What you will do:
Reproduce each of the lines below word for word, changing nothing.
## Start Data extract
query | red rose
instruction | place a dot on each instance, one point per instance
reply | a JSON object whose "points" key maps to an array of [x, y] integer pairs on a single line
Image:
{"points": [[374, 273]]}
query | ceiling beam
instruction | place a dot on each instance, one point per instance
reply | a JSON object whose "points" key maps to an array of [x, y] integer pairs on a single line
## End Data extract
Output of the exercise:
query | red rose
instruction | place a dot on each instance, one point per instance
reply | a JSON object whose "points" key maps to an array of [x, y] integer pairs on a single line
Image:
{"points": [[374, 273]]}
query | ceiling beam
instruction | place a dot on each instance, one point per instance
reply | a JSON object whose "points" key maps to an array of [x, y] integer pairs on a single line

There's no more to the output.